CONSIGNE A – Reproduisez à l'identique le passage de l'extrait sur le licenciement du requérant, à partir des mots « 191. De plus, il » et jusqu'aux mots « se trouver affublé. » inclus.

EXTRAIT RETENU –
190. Le requérant indique avoir été licencié à raison de la prétendue existence de liens entre lui et une organisation terroriste, sur le fondement de l’article 4 § 1 g) du décret-loi d’état d’urgence no 667, disposition expressément mentionnée dans l’avis de résiliation de son contrat de travail. Par ailleurs, il expose que, d’après des directives émises ultérieurement, certains salariés licenciés en application de cet article ont fait l’objet d’une réintégration à leur poste à la suite d’un réexamen de leur situation. Il ajoute que ses propres démarches pour bénéficier d’une telle mesure sont demeurées sans effet. En outre, il précise qu’il était clairement indiqué dans les décisions judiciaires le concernant que la résiliation de son contrat de travail était exclusivement fondée sur les dispositions du décret-loi en question.

191. De plus, il allègue qu’il ressort également des observations du Gouvernement que la résiliation de son contrat était fondée sur ce motif. Il réitère ses arguments relatifs à la qualification de « terroriste » dont il dit se trouver affublé.

Pour ce qui est du code « 22 ‑ autres raisons » mentionné par le Gouvernement, il affirme que, à l’époque des faits, aucun code n’existait pour définir sa situation et que ce n’est qu’ultérieurement, le 2 août 2016, qu’un code « 36 » a été créé pour classifier le licenciement décidé à raison de l’existence de liens avec des organisations terroristes.

DONNÉES DE TRAVAIL –
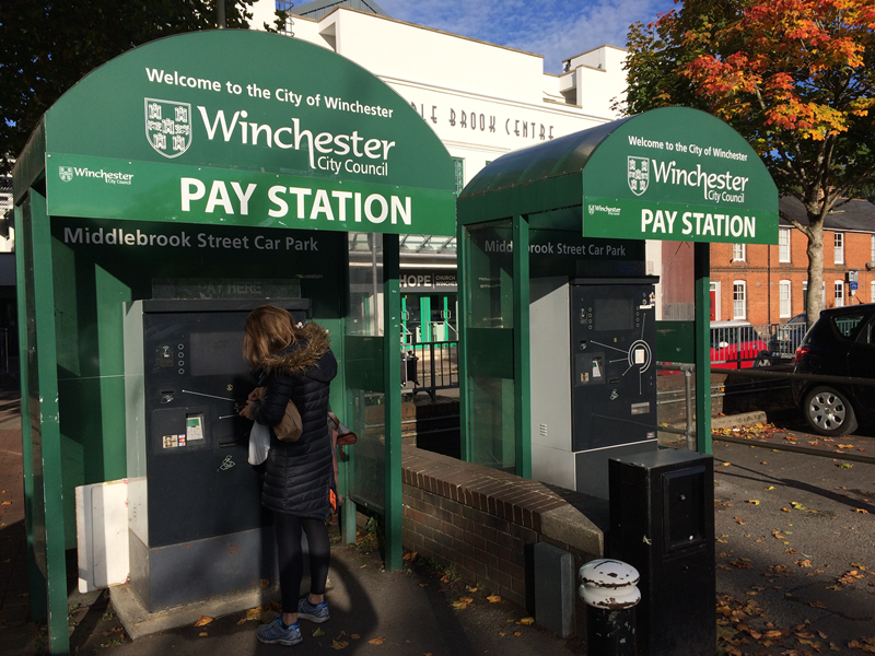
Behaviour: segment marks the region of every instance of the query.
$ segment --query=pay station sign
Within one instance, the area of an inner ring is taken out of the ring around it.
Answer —
[[[364,69],[284,36],[136,48],[52,106],[46,150],[50,215],[455,233],[434,132]]]
[[[583,234],[778,243],[778,190],[754,149],[711,115],[655,109],[619,125],[583,171]]]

CONSIGNE B – Veuillez présenter toutes les lignes des entrées sous forme de tableau Markdown, avec une colonne « Rang » pour leur numéro et une colonne « Ligne » pour leur texte. Omettez les lignes vides et laissez les images de côté.

RÉSULTAT ATTENDU A –
191. De plus, il allègue qu’il ressort également des observations du Gouvernement que la résiliation de son contrat était fondée sur ce motif. Il réitère ses arguments relatifs à la qualification de « terroriste » dont il dit se trouver affublé.

RÉSULTAT ATTENDU B –
| Rang | Ligne |
|---|---|
| 1 | Behaviour: segment marks the region of every instance of the query. |
| 2 | $ segment --query=pay station sign |
| 3 | Within one instance, the area of an inner ring is taken out of the ring around it. |
| 4 | Answer — |
| 5 | [[[364,69],[284,36],[136,48],[52,106],[46,150],[50,215],[455,233],[434,132]]] |
| 6 | [[[583,234],[778,243],[778,190],[754,149],[711,115],[655,109],[619,125],[583,171]]] |